#### Source extract:
How the Global South Views the War in Ukraine

India’s foreign minister, S. Jaishankar, summed it up succinctly in a recent interview: “Europe has to grow out of the mindset that Europe’s problems are the world’s problems, but the world’s problems are not Europe’s problems.” He is referring to the many challenges that developing countries face whether they relate to the aftermath of the pandemic, the high cost of debt service, the climate crisis that is ravaging their lives, the pain of poverty, food shortages, droughts, and high energy prices. The West has barely given lip service to the Global South on many of these problems. Yet the West is insisting that the Global South join it in sanctioning Russia.

Those b*stards! After all we have done for them!

Many countries in Latin America, Africa, and Asia view the war in Ukraine through a different lens than the West. Many of them see their former colonial powers regrouped as members of the Western alliance.

By contrast, many countries in Asia, and almost all countries in the Middle East, Africa, and Latin America have tried to remain on good terms with both Russia and the West, and to shun sanctions against Russia. Could it be because they remember their history at the receiving end of the West’s colonial policies, a trauma that they still live with but which the West has mostly forgotten.

Move along people nothing to see here.

The war in Ukraine is seen by the Global South as mainly about the future of Europe rather than the future of the entire world.

Furthermore, the war is seen by the Global South as an expensive distraction from the most pressing issues that they are dealing with. These include higher fuel prices, food prices, higher debt service costs, and more inflation, all of which have become more aggravated because of the Western sanctions that have been imposed on Russia.

Soaring energy prices not only directly impact energy bills, but they also lead to upward price pressures on all supply chains and consumer items, including food and other necessities. This hurts the developing countries even more than it hurts the West.

The West can sustain the war “as long as it takes” since they have the financial resources and the capital markets to do so.

Several countries in the Global South increasingly see their future tied to countries that are no longer in the Western sphere of influence.

The U.S. share of global output declined from 21 percent in 1991 to 15 percent in 2021, while China’s share rose from 4 percent to 19 percent during the same period.

The BRICS (Brazil, Russia, China, India, and South Africa) had a combined GDP in 2021 of $42 trillion compared with $41 trillion in the G7. Their population of 3.2 billion is more than 4.5 times the combined population of the G7 countries, at 700 million.

The “rule based international order” is a concept that is seen by many countries in the Global South as one that has been conceived by the West and imposed unilaterally on other countries. Such as Iraq, Libya, Afghanistan & Syria. Few if any non-Western countries ever signed on to this order.

The recent UN vote calling for the immediate withdrawal of Russia from Ukraine resulted in141 countries in favour, and just seven against, with 32 abstentions.
China, India and Pakistan abstained. Those 3 countries represent 3/8ths of the world population.

The world is moving from a euro-centric view & economic control. Gone are the days where we just told them to sit down and shut up. Interesting days ahead. Will there be a price to the West’s hubris?


The problem with that is they have our dollars and euros. Those are in fact an interest free loan those countries need to spend with us.

Economics is not a flat equation.

The only winner in the bunch will be Brazil. Lulu knows what he is doing.

#### Record set:
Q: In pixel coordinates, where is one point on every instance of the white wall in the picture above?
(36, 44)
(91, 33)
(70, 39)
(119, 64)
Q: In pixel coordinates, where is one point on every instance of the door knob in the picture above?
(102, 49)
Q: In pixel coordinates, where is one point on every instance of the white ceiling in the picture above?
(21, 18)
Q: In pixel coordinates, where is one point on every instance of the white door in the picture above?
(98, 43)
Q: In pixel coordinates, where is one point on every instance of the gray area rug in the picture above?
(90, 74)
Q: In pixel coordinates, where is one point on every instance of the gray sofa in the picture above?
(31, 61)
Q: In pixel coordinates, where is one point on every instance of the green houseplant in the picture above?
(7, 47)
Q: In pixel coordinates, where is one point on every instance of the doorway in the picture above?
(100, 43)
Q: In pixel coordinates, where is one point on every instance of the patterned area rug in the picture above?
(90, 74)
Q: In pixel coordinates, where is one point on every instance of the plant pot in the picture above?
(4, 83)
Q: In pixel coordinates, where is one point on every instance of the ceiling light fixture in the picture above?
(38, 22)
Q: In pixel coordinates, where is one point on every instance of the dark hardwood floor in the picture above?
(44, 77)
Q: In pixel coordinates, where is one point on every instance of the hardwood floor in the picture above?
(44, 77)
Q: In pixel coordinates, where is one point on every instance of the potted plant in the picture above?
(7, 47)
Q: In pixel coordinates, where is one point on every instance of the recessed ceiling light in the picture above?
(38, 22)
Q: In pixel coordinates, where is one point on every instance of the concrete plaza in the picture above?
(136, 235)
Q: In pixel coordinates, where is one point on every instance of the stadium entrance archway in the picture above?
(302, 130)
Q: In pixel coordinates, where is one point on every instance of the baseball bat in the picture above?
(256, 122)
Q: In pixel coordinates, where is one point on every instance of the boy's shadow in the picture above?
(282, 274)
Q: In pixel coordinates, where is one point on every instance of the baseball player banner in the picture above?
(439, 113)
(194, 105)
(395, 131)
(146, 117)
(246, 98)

#### Required work:
• A. Rewrite the part of the piece on the Ukraine war that begins at "By contrast, many" and ends after "the entire world.", replacing "Russia" with "Moscow" each time it appears.
• B. Answer these questions from the piece on the Ukraine war:
(i) What share of global output did the U.S. have in 2021?
(ii) How many countries abstained in the recent UN vote on Russia's withdrawal from Ukraine?
(iii) Who is quoted saying that Europe has to grow out of a certain mindset?

#### Solutions:
• A.
By contrast, many countries in Asia, and almost all countries in the Middle East, Africa, and Latin America have tried to remain on good terms with both Moscow and the West, and to shun sanctions against Moscow. Could it be because they remember their history at the receiving end of the West’s colonial policies, a trauma that they still live with but which the West has mostly forgotten.

Move along people nothing to see here.

The war in Ukraine is seen by the Global South as mainly about the future of Europe rather than the future of the entire world.

• B.
(i) 15 percent.
(ii) 32 countries.
(iii) S. Jaishankar, India's foreign minister.